Objetivo 1:
Transcreve o texto completo sobre o Fórum Biodiversidade de Cascais, sem alterar nada.

Excerto escolhido:
****************************************
Faz agora pouco mais de quinze dias que decorreu com enorme sucesso o Fórum Biodiversidade promovido pela Câmara Municipal de Cascais, inserido no Green Festival 2009 que esta autarquia pretende levar a cabo todos os anos no final de Setembro e que contou com alguns especialistas internacionais. Foi lá que encontrei o meu amigo Sebastian Winkler da IUCN e responsável pelo Countdown 2010.
Foi de facto um prazer encontrarmo-nos para um cafezinho e passar de novo em revista alguns temas que fizeram o meu quotidiano durante alguns anos. Durante a conversa perguntei-lhe quais eram as novas tendências ambientais a nível global que vislumbrava no horizonte. Sem a mínima hesitação respondeu-me: em primeiro lugar “Green Economy”, em segundo e terceiro lugar “Green Economy”. E tal forma assim era, que a IUCN tinha criado um novo departamento sobre esta temática e estava a reestruturar-se internamente para se ajustar a estes novos tempos. Aliás, em parte era essa também a razão porque se iria reduzir substancialmente a delegação em Bruxelas (o acompanhamento e influência junto da Comunidade Europeia começava a ser pouco interessante…) e passar as equipas para Genebra o que lhe faria mudar de local de trabalho já para o ano.
****************************************
Objetivo 2:
Diz quantas linhas dos registos contêm a palavra "fluke", distinguindo maiúsculas de minúsculas. Responde apenas com o número.
****************************************
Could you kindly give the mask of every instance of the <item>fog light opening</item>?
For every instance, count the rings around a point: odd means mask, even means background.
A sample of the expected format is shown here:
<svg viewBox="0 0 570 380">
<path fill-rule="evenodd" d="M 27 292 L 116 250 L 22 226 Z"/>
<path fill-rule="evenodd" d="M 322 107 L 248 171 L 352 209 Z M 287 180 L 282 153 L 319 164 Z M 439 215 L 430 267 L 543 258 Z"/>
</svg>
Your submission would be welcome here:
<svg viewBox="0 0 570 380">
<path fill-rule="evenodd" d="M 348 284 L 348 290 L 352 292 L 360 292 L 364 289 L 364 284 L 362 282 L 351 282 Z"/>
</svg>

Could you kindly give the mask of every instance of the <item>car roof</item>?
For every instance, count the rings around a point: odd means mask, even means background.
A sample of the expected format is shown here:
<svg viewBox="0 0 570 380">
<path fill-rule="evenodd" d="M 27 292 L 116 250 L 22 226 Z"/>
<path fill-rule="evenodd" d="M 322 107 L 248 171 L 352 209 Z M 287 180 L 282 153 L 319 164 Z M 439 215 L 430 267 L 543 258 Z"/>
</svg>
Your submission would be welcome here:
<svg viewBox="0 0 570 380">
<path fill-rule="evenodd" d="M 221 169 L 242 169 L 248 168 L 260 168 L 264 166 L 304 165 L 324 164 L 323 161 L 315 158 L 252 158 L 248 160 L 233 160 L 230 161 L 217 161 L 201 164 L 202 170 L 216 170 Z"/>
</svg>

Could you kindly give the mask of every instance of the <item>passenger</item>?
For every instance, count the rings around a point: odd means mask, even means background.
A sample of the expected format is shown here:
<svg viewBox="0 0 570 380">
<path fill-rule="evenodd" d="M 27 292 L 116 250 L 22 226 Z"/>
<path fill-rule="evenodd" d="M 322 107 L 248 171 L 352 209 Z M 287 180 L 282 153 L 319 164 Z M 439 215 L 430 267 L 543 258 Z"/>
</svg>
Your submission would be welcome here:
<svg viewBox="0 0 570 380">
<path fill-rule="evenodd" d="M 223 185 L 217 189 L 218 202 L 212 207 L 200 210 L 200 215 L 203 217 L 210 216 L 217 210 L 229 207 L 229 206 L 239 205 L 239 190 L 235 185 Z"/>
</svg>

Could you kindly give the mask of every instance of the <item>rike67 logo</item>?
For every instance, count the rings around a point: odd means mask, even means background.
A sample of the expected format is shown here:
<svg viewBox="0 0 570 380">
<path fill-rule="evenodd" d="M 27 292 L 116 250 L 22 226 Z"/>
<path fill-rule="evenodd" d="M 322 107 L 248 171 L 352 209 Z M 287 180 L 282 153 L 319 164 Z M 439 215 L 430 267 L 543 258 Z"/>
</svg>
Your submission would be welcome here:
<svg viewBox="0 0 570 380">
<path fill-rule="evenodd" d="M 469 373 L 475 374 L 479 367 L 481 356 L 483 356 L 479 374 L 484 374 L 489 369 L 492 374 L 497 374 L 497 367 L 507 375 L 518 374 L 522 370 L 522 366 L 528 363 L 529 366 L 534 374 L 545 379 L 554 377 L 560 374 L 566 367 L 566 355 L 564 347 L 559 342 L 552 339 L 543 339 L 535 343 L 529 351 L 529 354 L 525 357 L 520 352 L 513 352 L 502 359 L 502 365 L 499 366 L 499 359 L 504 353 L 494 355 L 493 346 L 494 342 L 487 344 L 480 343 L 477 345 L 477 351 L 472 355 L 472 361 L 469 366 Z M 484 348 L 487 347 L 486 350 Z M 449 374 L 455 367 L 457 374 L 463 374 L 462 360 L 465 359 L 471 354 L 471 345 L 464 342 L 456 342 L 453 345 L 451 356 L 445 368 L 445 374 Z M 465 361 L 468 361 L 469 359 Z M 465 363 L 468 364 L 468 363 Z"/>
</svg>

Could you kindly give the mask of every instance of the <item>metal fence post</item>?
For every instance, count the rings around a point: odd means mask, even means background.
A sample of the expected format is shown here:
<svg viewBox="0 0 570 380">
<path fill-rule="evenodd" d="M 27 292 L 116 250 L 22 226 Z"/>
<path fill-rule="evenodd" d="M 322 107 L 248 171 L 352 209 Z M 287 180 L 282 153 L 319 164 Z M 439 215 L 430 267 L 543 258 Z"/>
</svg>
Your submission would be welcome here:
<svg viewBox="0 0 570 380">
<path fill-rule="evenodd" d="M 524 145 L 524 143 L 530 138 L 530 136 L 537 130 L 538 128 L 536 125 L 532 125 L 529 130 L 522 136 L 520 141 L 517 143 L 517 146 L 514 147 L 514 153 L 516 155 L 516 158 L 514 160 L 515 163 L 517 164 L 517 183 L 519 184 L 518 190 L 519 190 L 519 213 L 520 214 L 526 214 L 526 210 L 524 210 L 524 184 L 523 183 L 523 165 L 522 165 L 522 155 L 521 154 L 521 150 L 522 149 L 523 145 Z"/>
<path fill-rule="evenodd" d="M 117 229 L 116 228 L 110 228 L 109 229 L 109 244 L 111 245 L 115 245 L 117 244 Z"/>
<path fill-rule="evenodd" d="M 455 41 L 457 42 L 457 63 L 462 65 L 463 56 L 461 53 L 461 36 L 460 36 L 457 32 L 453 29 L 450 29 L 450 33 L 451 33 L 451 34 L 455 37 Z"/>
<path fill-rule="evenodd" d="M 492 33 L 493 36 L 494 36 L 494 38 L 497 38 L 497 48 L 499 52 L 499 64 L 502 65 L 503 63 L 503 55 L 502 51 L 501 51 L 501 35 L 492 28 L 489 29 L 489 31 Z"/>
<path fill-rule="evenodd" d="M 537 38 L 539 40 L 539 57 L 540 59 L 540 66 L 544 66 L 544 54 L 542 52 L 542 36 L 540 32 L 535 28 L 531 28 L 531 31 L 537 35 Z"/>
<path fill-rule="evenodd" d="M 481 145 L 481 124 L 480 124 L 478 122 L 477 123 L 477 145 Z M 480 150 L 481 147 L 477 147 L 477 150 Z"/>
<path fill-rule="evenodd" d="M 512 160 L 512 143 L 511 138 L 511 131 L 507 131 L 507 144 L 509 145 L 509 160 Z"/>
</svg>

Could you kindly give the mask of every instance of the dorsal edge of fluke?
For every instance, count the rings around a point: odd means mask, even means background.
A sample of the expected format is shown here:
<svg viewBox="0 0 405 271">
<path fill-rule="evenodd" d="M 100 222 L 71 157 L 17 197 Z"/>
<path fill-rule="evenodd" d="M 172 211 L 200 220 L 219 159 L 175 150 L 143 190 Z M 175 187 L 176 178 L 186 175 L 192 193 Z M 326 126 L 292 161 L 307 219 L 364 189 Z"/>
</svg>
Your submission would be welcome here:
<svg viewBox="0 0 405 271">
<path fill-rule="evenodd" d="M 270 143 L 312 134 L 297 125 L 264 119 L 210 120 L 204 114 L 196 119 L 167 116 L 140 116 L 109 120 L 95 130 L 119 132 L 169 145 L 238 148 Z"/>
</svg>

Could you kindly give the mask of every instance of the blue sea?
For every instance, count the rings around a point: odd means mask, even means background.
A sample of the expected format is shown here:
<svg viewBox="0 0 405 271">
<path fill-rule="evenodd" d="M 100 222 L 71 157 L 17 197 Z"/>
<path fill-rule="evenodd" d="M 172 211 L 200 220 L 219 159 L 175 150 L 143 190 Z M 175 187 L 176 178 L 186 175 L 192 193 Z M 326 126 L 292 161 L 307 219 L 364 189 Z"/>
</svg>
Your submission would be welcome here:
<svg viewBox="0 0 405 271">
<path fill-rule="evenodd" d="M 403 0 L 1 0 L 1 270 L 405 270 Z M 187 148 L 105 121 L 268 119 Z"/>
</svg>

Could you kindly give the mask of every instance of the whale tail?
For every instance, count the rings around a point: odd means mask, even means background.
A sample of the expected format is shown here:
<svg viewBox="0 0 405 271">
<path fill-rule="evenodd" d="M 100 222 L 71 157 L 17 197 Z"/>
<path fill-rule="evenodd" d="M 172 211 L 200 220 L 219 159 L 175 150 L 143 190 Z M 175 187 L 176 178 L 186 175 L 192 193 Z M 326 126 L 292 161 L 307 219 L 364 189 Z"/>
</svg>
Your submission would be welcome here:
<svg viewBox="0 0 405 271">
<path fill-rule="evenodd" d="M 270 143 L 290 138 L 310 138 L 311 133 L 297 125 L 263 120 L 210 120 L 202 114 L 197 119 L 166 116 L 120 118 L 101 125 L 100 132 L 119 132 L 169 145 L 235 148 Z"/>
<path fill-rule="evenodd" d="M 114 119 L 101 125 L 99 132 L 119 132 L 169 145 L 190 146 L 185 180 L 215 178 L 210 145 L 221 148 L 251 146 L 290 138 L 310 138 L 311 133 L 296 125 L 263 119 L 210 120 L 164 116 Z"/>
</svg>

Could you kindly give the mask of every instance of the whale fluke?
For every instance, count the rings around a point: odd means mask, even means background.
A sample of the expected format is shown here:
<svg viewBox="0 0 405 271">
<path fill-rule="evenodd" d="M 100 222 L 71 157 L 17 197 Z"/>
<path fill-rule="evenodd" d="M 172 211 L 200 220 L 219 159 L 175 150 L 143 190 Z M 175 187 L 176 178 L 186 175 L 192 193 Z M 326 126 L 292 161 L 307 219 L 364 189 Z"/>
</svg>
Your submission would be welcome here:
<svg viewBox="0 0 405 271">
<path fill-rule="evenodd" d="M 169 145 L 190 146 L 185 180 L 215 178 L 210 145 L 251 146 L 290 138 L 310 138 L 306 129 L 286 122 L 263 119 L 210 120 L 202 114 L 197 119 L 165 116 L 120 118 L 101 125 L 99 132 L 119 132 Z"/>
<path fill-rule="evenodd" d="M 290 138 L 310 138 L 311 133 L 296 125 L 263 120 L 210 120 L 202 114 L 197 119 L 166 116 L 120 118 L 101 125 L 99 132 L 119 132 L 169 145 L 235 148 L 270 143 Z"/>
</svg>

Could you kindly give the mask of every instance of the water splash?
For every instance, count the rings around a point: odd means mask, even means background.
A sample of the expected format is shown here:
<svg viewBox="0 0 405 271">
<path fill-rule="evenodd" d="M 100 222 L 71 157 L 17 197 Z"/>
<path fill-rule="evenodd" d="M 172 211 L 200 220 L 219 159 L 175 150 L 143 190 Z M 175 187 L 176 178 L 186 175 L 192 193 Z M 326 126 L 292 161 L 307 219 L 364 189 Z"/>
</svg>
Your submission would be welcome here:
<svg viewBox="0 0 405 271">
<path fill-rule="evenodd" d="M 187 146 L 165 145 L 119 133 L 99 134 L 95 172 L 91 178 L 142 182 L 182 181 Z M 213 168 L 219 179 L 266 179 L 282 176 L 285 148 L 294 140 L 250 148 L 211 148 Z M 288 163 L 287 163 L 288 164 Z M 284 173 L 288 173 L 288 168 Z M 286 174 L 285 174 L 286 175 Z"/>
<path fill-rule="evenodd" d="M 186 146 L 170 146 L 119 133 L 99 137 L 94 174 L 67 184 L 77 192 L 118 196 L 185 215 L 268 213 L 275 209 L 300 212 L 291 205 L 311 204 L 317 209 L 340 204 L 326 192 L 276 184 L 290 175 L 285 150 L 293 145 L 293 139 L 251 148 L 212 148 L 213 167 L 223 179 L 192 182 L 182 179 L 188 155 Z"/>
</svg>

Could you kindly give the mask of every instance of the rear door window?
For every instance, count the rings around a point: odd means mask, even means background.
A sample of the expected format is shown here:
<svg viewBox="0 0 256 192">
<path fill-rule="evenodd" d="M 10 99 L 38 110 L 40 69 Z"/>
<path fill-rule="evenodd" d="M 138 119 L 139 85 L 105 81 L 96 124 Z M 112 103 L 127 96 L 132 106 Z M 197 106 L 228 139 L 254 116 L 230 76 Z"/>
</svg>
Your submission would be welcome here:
****************************************
Resultado 1:
Faz agora pouco mais de quinze dias que decorreu com enorme sucesso o Fórum Biodiversidade promovido pela Câmara Municipal de Cascais, inserido no Green Festival 2009 que esta autarquia pretende levar a cabo todos os anos no final de Setembro e que contou com alguns especialistas internacionais. Foi lá que encontrei o meu amigo Sebastian Winkler da IUCN e responsável pelo Countdown 2010.
Foi de facto um prazer encontrarmo-nos para um cafezinho e passar de novo em revista alguns temas que fizeram o meu quotidiano durante alguns anos. Durante a conversa perguntei-lhe quais eram as novas tendências ambientais a nível global que vislumbrava no horizonte. Sem a mínima hesitação respondeu-me: em primeiro lugar “Green Economy”, em segundo e terceiro lugar “Green Economy”. E tal forma assim era, que a IUCN tinha criado um novo departamento sobre esta temática e estava a reestruturar-se internamente para se ajustar a estes novos tempos. Aliás, em parte era essa também a razão porque se iria reduzir substancialmente a delegação em Bruxelas (o acompanhamento e influência junto da Comunidade Europeia começava a ser pouco interessante…) e passar as equipas para Genebra o que lhe faria mudar de local de trabalho já para o ano.

Resultado 2:
2